• WRITTEN INSTRUCTION 1:
In the Tár review, who is credited with the film's composition?
• WRITTEN INSTRUCTION 2:
Continue the review of the film Tár, picking up right after its last sentence.

• READING PASSAGE:
Review – Tár



Synopsis One of the greatest music composers in the world, on the cusp of her greatest accomplishment, faces accusations that could destroy her.

Length 2 hours, 38 minutes

Release Date September 1, 2022 (Venice IFF), October 7, 2022 (US)


Rating R

Distribution Focus Pictures

Directing Todd Field

Writing Todd Field

Composition Hildur Guðnadóttir

Starring Cate Blanchett, Noémie Merlant, Nina Hoss, Sophie Kauer, Julian Glover, Allan Corduner, Mark Strong

Life has really made it hard for me to be a movie person of late. I’ve maybe seen one movie in theaters since August and I am ready to get back to my grind. I still need to watch Halloween Ends, Black Adam, Amsterdam, The Woman King, Don’t Worry Darling, Prey, Medieval, Dead For A Dollar, and a few other major releases to catch up, but I decided to make my return to the theater with an arthouse flick and saw one of the most acclaimed movies of the moment!

Content Guide

Violence/Scary Images: A few scenes of blood and excitement.
Language/Crude Humor: Some severe language throughout the film.
Drug/Alcohol References: Characters drink and smoke.
Sexual Content: Themes of lesbian relationships, sexual misconduct, and abuse.
Spiritual Content: Religion is derided as old and irrelevant.
Other Negative Content: Some potentially challenging or difficult thematic implications.
Positive Content: Powerful depiction of moral culpability and a fall from grace.


A few months ago, I wrote a note in my personal calender to watch a new movie called Tár that was set to come out in theaters in the near future. I don’t remember why I wrote it down, but shortly after the film was released I started hearing glowing things about it from people I trusted and decided this was something I ought to give some attention. So I went into the movie blind with vague expectations that it was this year’s Whiplash, as one critic put it.

• SUPPLIED INFORMATION:
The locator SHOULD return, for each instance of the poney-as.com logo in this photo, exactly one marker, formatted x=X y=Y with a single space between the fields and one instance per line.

• WRITTEN ANSWER 1:
Hildur Guðnadóttir

• WRITTEN ANSWER 2:
I wouldn’t say that is a fair comparision though. Tár is a very different movie than something like the works of Damien Chazelle. Writer/director Todd Field is most known for his works In the Bedroom and Little Children, for which he received three Academy Awards nominations. His newest film though might just prove to be his enduring masterpiece.

Tár follows the story of Lydia Tár, a fictional music conductor who is introduced from the outset at the height of her incredible career. She is one of the most prolific musicians of her generation, studied in the best schools, traveled the world, is on the cusp of a bestselling book tour, and is currently the conductor of the Berliner Philharmoniker Orchestra. The film spends five minutes just letting a New Yorker journalist introduce her accomplishments glowingly. She is wealthy, respected, lives a lavish life with her lesbian wife and adopted daughter, and is effectively beyond reproach. One word from her can make or break careers.

When one incident from her past begins to slowly blow up though, she finds her life is slowly unfurling as her reputation gets called into question. Her mental state, family, and career corrodes and begins to fall apart.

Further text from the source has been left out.